# Your goal:
Rewrite the entries starting at the line that contains "Expected behaviour: for every instance of the sweaty" and ending at the last line of the entries, with "boxer's" changed to "fighter's" and all else left as it is.

# Data provided:
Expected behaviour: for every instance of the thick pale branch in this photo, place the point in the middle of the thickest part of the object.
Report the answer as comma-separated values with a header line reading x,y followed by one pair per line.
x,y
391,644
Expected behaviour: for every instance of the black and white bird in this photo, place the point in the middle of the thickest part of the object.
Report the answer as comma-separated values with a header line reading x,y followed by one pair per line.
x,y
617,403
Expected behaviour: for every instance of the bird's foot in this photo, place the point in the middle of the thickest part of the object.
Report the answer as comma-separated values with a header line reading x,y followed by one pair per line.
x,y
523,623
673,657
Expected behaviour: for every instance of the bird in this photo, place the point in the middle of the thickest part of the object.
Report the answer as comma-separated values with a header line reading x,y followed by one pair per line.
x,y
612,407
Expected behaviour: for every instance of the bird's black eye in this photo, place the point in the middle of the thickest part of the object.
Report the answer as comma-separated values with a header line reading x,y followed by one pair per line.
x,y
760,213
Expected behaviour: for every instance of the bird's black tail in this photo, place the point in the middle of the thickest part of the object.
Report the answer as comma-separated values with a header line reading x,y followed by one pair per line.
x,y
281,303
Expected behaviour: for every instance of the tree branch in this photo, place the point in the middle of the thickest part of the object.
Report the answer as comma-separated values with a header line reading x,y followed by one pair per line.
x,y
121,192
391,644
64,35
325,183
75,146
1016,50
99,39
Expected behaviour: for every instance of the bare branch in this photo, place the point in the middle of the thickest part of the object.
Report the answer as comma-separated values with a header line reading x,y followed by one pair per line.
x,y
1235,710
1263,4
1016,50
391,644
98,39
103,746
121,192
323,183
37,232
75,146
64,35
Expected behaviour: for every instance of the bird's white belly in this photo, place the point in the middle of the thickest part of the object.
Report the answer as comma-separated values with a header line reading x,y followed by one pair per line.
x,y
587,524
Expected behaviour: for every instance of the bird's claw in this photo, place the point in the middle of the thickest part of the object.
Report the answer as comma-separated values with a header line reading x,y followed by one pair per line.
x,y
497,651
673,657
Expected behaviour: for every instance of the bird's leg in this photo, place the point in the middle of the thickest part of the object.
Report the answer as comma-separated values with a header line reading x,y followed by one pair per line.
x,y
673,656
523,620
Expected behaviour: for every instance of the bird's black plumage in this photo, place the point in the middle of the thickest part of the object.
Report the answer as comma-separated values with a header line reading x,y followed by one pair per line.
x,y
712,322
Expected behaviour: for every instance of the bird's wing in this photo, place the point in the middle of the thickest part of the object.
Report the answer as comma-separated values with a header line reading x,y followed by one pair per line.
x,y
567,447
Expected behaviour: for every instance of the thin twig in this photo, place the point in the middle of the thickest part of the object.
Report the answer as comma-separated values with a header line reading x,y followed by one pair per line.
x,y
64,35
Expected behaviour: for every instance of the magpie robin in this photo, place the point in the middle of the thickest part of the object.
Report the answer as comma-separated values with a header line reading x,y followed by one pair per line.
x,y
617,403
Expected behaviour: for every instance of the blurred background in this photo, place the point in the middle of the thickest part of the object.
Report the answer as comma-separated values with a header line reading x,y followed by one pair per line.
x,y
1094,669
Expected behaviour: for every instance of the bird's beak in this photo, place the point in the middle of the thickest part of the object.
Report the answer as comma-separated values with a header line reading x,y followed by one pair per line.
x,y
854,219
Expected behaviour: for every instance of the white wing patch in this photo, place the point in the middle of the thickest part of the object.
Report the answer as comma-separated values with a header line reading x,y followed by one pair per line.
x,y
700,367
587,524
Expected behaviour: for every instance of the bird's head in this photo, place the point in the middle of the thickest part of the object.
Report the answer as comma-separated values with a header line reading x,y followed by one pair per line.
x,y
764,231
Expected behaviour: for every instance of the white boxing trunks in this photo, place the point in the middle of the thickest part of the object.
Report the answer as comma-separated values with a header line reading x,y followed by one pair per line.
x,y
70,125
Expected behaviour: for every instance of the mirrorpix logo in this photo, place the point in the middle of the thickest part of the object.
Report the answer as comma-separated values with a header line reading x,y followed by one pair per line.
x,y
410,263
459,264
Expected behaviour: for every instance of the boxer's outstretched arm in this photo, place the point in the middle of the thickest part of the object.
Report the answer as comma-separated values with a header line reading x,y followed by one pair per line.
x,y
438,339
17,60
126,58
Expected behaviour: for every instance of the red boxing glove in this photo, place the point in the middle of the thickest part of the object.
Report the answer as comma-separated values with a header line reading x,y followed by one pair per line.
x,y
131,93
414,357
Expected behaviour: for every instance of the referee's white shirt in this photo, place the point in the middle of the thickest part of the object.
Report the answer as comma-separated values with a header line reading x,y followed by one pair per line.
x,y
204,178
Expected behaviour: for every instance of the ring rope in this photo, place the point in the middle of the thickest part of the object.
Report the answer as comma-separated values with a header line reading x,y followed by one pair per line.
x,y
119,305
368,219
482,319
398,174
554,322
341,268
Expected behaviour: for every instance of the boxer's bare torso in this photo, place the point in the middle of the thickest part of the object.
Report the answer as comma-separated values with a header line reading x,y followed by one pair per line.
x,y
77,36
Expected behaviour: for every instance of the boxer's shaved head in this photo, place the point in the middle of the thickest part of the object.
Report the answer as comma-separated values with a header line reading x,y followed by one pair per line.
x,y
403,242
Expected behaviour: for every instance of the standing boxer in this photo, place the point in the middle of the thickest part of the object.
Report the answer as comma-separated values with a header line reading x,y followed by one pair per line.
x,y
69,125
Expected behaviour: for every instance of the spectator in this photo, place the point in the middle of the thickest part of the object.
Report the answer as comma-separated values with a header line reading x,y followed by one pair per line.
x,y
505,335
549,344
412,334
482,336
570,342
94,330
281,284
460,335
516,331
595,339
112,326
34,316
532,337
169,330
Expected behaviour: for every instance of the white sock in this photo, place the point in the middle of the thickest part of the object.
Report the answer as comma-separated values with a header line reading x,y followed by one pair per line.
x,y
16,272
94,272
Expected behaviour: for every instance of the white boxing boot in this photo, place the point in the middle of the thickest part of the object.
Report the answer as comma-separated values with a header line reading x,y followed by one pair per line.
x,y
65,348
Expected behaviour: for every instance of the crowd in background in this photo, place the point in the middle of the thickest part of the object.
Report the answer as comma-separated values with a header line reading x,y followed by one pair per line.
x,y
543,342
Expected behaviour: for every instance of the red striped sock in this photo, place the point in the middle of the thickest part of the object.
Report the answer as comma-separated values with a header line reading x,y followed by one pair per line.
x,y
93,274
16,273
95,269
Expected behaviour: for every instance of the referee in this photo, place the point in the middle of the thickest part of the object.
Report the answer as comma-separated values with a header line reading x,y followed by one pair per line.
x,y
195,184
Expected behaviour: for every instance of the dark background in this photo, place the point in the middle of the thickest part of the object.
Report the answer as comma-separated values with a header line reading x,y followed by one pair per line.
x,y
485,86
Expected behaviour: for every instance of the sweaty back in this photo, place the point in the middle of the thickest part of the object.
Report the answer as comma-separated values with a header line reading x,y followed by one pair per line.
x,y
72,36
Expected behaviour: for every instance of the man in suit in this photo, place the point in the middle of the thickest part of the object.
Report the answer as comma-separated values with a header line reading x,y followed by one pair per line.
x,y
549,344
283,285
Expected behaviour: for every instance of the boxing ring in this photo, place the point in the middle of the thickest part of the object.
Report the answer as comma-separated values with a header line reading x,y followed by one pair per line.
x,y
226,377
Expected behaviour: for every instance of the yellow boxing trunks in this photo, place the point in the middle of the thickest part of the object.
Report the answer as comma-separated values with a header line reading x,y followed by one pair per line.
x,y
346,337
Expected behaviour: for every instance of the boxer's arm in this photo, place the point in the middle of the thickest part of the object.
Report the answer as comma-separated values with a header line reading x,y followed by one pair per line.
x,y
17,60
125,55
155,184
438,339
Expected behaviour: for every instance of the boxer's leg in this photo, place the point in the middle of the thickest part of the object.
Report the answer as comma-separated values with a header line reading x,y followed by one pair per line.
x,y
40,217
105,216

# Final result:
Expected behaviour: for every instance of the sweaty back in this photo, place the point in the middle of the thickest part of the object.
Report the answer as comma-separated values with a header line reading x,y followed by one pair per line.
x,y
72,36
Expected behaviour: for every instance of the man in suit in this photo, place the point in the middle of the thickest part of the object.
Report the answer as comma-separated values with a header line reading x,y followed by one pair per line.
x,y
549,344
283,285
Expected behaviour: for every instance of the boxing ring in this photo, place the point in the middle of the thickest part of the object.
Report the answer as comma-separated values with a header line reading x,y followed by one pair per line.
x,y
226,377
Expected behaviour: for every instance of the yellow boxing trunks in this photo, place the point in the middle of the thickest part of the object.
Report the answer as comma-separated values with a header line reading x,y followed by one pair per line.
x,y
346,337
Expected behaviour: for every instance of the fighter's arm in this photo, place the point in the middle of the thickest part of the object.
Report the answer as comma-separated values with a header line reading x,y followed by one pair per line.
x,y
17,60
125,55
155,184
438,339
Expected behaviour: for every instance of the fighter's leg in this photo, place the point in the middle of the thickest part of the object.
Report the answer as comma-separated values with a header line reading x,y followed by one pair per line.
x,y
40,217
105,216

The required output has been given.